Problem to work on
Reproduce the part of the records that opens with the line containing "point_to(query) locates a point on each instance of the tall" and runs through the final record, requests included. Increase every coordinate in the answers by 34.

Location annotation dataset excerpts
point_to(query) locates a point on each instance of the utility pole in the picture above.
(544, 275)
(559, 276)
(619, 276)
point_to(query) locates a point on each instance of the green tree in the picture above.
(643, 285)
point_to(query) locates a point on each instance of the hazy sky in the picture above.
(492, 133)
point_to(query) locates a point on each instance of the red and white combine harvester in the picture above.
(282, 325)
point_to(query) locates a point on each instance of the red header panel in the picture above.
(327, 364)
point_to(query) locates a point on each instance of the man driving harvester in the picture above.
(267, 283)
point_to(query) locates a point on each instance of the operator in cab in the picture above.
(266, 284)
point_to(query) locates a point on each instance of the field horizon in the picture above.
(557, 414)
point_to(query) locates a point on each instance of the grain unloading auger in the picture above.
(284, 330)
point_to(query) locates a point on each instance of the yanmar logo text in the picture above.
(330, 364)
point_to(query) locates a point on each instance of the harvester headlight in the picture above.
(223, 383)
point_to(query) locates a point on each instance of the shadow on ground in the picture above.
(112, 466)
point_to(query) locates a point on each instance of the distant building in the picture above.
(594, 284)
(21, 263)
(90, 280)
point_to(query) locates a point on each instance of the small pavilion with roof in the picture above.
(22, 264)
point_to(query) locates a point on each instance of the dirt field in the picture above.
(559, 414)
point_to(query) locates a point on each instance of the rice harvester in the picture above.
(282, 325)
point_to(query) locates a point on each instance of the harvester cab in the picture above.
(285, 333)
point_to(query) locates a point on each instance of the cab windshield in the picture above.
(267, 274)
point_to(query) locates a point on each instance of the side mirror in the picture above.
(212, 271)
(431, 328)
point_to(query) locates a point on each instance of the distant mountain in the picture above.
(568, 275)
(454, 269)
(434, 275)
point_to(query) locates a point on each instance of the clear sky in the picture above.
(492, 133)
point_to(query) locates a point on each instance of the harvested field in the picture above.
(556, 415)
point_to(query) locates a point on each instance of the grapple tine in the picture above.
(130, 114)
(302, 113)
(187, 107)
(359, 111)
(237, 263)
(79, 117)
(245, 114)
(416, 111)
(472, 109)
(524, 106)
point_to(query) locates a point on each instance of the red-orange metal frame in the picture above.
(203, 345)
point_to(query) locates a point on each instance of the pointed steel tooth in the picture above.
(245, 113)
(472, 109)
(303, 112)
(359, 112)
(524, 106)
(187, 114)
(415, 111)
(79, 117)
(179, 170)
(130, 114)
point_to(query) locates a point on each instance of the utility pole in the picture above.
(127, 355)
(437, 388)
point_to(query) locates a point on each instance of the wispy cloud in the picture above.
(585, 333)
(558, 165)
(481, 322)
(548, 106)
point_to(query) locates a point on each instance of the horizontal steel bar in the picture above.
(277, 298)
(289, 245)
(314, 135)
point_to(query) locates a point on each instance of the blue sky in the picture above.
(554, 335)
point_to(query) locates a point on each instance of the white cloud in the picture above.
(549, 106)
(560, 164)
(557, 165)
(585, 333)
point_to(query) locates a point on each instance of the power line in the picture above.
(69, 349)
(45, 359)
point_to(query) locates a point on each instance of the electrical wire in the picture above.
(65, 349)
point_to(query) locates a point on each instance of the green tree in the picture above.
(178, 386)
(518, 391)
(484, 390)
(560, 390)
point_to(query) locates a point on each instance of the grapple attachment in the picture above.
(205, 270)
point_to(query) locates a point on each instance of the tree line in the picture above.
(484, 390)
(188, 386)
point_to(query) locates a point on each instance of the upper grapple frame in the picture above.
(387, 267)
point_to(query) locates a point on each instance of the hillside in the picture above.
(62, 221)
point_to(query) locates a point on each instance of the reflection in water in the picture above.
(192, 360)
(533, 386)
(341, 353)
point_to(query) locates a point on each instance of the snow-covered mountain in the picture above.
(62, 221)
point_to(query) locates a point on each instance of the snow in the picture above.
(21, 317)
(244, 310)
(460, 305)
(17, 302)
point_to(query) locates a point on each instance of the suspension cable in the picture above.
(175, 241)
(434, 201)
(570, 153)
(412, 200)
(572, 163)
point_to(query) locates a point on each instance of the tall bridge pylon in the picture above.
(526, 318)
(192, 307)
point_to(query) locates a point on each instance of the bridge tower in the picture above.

Answer to the problem
point_to(query) locates a point on each instance of the tall bridge pylon in the picture above.
(560, 352)
(226, 341)
point_to(query) locates a point on each instance of the bridge tower in the picture above.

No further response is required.